**Task prompt:** Exactly the lines from the one containing "Expected behaviour: a marker sits on the window" through the final line of the listing are to be retyped, and nothing more.

**Data entries:**
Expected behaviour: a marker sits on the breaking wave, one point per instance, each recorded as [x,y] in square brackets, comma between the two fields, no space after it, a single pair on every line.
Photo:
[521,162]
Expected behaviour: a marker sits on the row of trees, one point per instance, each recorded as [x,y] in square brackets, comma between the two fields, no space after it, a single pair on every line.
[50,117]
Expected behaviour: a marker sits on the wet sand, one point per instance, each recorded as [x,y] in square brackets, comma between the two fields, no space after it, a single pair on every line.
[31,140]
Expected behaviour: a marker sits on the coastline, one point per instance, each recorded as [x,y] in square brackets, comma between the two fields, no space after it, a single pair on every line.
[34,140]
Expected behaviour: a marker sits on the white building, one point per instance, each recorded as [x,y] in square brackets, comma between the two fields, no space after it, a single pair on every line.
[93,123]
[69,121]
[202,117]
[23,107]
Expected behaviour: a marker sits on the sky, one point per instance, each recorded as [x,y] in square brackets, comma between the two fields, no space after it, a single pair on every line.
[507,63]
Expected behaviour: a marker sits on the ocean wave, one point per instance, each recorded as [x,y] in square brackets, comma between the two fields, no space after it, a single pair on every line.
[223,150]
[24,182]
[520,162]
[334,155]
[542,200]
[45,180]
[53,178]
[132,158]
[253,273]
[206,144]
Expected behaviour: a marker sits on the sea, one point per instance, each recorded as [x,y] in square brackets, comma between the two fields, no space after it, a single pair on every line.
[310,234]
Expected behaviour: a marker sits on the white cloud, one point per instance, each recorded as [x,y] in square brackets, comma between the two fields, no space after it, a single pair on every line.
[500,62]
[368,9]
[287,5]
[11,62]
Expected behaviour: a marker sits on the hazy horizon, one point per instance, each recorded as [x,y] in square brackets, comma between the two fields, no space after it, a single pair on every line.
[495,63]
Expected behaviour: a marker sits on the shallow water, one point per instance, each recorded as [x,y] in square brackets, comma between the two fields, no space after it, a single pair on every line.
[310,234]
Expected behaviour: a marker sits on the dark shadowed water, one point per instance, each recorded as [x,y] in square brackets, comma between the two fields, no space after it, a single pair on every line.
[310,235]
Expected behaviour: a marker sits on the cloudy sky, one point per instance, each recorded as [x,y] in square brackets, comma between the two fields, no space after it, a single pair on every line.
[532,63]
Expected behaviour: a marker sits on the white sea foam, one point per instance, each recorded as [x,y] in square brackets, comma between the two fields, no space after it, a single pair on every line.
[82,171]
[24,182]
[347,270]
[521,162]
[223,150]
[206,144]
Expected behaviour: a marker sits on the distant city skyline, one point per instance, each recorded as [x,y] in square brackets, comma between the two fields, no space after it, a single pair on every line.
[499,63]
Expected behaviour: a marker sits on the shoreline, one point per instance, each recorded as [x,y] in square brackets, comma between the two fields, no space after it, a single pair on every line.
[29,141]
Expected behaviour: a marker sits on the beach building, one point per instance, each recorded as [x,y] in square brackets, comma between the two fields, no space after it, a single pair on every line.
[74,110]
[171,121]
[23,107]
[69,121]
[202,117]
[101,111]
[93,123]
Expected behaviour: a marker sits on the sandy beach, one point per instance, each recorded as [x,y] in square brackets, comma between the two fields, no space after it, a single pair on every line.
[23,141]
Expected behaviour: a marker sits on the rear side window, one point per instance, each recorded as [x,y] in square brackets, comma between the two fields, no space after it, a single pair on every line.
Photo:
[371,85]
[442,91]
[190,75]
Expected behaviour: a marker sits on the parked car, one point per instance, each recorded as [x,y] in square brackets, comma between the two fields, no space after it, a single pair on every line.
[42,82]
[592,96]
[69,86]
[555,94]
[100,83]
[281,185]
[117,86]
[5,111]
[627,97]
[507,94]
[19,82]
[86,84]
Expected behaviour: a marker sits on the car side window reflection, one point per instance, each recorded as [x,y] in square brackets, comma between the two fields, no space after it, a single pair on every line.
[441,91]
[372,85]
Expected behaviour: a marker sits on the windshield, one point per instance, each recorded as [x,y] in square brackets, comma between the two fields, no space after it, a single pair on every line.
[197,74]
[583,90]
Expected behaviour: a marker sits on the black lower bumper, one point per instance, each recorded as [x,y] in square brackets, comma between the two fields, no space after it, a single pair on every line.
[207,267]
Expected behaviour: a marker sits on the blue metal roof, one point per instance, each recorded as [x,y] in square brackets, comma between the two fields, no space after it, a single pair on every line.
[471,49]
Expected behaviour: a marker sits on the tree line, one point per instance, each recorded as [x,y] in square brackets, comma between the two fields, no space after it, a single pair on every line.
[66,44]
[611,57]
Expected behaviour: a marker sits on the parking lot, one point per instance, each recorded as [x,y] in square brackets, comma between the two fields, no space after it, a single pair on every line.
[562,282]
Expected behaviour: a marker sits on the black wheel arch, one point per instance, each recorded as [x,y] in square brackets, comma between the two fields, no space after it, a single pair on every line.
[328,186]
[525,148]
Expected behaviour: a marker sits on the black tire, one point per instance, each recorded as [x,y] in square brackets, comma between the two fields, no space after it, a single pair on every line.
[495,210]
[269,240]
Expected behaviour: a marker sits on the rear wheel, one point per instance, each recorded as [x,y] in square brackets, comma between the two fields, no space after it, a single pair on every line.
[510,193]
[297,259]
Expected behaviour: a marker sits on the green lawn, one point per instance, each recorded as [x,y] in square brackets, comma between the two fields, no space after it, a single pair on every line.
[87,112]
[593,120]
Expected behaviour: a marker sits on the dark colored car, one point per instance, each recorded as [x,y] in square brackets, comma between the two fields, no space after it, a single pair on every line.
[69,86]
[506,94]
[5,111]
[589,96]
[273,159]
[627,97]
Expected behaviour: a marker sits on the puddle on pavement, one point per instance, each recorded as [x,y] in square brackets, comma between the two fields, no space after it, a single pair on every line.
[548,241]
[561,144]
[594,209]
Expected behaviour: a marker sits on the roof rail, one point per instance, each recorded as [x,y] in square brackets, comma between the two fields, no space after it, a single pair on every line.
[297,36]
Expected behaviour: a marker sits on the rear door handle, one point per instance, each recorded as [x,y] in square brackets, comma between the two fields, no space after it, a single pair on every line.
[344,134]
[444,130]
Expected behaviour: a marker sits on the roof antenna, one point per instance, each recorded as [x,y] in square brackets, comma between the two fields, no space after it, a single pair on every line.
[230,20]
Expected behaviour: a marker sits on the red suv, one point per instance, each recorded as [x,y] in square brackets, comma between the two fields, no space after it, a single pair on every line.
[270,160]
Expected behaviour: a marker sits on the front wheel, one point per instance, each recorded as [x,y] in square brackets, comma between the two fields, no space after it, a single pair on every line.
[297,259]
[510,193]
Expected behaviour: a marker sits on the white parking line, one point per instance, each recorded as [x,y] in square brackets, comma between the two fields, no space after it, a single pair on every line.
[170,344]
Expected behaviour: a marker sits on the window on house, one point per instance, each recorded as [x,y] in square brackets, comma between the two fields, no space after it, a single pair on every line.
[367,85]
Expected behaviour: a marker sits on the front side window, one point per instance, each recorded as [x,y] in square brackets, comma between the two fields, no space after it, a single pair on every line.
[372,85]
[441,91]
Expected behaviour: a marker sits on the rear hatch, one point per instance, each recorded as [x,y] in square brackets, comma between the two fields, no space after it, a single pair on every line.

**Task solution:**
Expected behaviour: a marker sits on the window on house, one point per instance, each recorded as [x,y] in square brackets, comma between the two fields, no space after it, a single pair on every line.
[367,85]
Expected behaviour: a marker sits on the front side window, one point per instance, each recorded as [x,y] in square brackets, comma between the two fields, no space after it, a single pair on every line.
[372,85]
[441,91]
Expected behaviour: a marker sits on the rear hatch, one point per instance, each recorded as [x,y] in square brackets, comma between the two fields, no space after it, a single pair on every line.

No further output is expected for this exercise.